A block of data
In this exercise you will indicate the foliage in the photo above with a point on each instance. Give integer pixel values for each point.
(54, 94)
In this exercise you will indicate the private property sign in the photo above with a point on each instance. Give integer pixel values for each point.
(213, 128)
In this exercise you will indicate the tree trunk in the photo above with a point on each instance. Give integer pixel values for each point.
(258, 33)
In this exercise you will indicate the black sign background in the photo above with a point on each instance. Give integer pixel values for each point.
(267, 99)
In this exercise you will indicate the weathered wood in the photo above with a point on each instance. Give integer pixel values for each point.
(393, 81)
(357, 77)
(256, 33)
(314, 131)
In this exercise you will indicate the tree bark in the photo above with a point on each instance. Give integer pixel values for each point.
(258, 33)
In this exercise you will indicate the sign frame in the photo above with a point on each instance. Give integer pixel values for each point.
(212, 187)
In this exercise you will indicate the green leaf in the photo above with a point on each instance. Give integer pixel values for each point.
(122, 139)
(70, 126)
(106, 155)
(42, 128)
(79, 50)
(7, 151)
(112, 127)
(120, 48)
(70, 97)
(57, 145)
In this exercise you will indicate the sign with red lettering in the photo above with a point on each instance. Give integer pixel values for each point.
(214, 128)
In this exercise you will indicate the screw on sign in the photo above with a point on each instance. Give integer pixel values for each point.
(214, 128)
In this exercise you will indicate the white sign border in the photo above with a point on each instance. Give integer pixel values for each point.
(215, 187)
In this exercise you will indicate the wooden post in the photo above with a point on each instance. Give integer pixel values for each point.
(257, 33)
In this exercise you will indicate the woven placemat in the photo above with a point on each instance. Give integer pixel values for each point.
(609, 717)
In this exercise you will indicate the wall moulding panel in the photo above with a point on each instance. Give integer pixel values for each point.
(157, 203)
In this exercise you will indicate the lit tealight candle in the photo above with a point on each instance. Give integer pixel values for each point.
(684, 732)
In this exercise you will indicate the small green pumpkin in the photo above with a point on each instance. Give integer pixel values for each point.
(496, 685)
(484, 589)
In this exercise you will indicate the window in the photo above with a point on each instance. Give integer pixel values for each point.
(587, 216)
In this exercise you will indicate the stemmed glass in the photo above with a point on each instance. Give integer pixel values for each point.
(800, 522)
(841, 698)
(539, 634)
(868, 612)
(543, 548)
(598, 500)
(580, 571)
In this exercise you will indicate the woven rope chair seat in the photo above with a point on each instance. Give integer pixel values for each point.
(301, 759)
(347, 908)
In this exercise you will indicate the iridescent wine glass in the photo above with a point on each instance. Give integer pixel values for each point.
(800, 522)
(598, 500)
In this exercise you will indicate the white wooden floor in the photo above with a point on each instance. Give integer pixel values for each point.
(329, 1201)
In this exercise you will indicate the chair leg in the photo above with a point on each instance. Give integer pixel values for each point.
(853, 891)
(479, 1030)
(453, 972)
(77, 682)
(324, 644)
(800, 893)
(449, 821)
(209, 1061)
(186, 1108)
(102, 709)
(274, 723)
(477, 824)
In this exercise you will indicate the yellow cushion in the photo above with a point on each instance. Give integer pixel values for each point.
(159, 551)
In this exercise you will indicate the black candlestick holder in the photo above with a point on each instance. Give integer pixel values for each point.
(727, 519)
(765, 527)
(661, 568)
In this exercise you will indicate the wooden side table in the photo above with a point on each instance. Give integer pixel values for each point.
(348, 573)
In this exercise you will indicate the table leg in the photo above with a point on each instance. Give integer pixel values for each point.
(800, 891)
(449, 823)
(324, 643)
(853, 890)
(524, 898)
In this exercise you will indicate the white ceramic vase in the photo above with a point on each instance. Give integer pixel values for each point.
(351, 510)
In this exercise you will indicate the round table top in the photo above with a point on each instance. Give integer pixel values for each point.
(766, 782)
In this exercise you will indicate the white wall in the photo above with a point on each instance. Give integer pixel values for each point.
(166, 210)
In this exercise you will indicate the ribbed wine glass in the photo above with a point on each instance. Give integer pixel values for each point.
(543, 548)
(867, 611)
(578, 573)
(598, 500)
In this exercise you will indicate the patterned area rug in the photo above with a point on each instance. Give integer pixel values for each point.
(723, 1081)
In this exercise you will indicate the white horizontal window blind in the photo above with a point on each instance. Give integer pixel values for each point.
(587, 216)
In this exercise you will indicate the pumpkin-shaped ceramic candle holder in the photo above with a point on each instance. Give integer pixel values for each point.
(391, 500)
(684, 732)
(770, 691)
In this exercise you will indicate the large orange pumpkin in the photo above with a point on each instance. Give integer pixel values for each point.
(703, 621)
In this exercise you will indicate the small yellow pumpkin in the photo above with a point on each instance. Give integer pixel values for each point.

## Task description
Quote each line of the listing above exactly.

## Correct result
In this exercise you will indicate the foliage in the photo above with a point on each instance. Give integer pixel values for each point.
(54, 94)
In this exercise you will indicate the private property sign in the photo above with a point on each instance. Give integer pixel values for each point.
(213, 128)
In this exercise you will indicate the tree trunk in the photo above with a point on each instance. Give integer pixel values for each point.
(258, 33)
In this exercise you will indicate the black sign background in the photo above with a point on each instance. Give integer pixel values for each point.
(267, 99)
In this exercise you will indicate the weathered wood in the photo above with a point on each instance. Give integer pixel values for each point.
(393, 81)
(357, 77)
(256, 33)
(314, 131)
In this exercise you will indicate the tree bark in the photo above with a point on each instance. Give integer pixel values for each point.
(258, 33)
In this exercise you will indicate the sign frame in the photo above with a point on each instance. Give integer pixel values for each point.
(212, 187)
In this exercise you will indicate the green leaf in the photo above with a point on each instance. Give integer pixel values for each point.
(122, 139)
(70, 126)
(106, 155)
(42, 128)
(79, 50)
(7, 151)
(112, 127)
(120, 48)
(70, 97)
(57, 145)
In this exercise you will indicate the sign with red lettering in the photo above with a point on each instance. Give integer pixel values for each point.
(214, 128)
In this exercise you will indicate the screw on sign in the photo above with a point on each instance. Give integer pixel values for each point.
(214, 128)
In this exercise you will indicate the white sign border in the photo above with a point on each instance. Give integer pixel values for each point.
(215, 187)
In this exercise you will indicate the wooden post in the photo above with a point on each instance. Give integer pixel values for each point.
(257, 33)
In this exercise you will indicate the woven placemat in the photo above with a point on each instance. Give integer pixel values for each point.
(609, 717)
In this exercise you will indicate the wall moulding panel in the photo above with a point on each instance. Give integer pixel values for each point.
(157, 203)
In this exercise you will indicate the lit tealight candle in the photo above with a point on each instance. Give integer pixel values for each point.
(684, 732)
In this exercise you will indicate the small green pumpkin in the photo above with a point on each instance. Give integer pixel values for each point.
(496, 685)
(484, 589)
In this exercise you will indicate the window in the photo above with a point on each instance. Give integer pixel values for each point.
(587, 216)
In this exercise you will indicate the stemmed glass in the photo above with a point on each instance. Give integer pixel values for each point.
(800, 522)
(841, 698)
(539, 634)
(868, 612)
(543, 548)
(598, 500)
(580, 571)
In this exercise you will indicate the woven rope chair seat in the photo above with a point on each instance. Give integer pixel values for each point.
(301, 759)
(347, 908)
In this exercise you will indicate the iridescent wine glass in the photo above with a point on each instance. Give integer pixel values for each point.
(800, 522)
(598, 500)
In this exercise you will indicate the white wooden floor in the photo above with a point on each instance. Give integer pixel values for each point.
(329, 1201)
In this exercise you will indicate the chair leg in the photo above with a point on each instance. Give integer pixel values for each point.
(853, 891)
(479, 1030)
(453, 972)
(77, 682)
(324, 644)
(800, 893)
(449, 821)
(209, 1061)
(186, 1108)
(102, 709)
(274, 723)
(477, 824)
In this exercise you will indicate the yellow cushion in the photo above with a point on each instance. Give integer pixel values for each point.
(159, 551)
In this exercise you will indicate the black candlestick holder in the photo above with a point on each instance. Give integer pixel values for each point.
(727, 519)
(765, 527)
(661, 568)
In this exercise you will indicate the wooden side table in the photo above with a point on each instance. Give integer pixel values for each point.
(348, 573)
In this exercise you will indicate the table leg in the photo above with a point on each instance. Give integer pixel values for each point.
(800, 891)
(449, 823)
(324, 643)
(853, 890)
(524, 898)
In this exercise you will indicate the white ceramic vase in the photo above with a point on each instance. Give integer pixel values for each point.
(351, 510)
In this exercise you will indicate the round table top in the photo above with a point on each instance. Give integer pixel values for each point.
(766, 782)
In this exercise you will indicate the white wall in the photo above with a point on each instance. Give integer pixel values for each point.
(166, 210)
In this exercise you will indicate the ribbed wine glass in the photo above with a point on each instance. Give integer pixel values for each point.
(543, 548)
(867, 611)
(578, 573)
(598, 500)
In this exercise you will indicate the patterned area rug in the photo above with a point on each instance. Give integer pixel values for each point.
(723, 1081)
In this exercise you will indicate the white horizontal window blind in the photo above with a point on each instance. Give integer pixel values for each point.
(587, 216)
In this exercise you will indicate the pumpkin-shaped ceramic candle holder in the photo above with a point on each instance. Give integer pixel values for each point.
(391, 500)
(684, 732)
(770, 691)
In this exercise you will indicate the large orange pumpkin in the photo above with a point on each instance. Give integer pixel values for each point.
(703, 621)
In this exercise you will indicate the small yellow pumpkin in the photo above with a point on each instance. Give integer pixel values for each point.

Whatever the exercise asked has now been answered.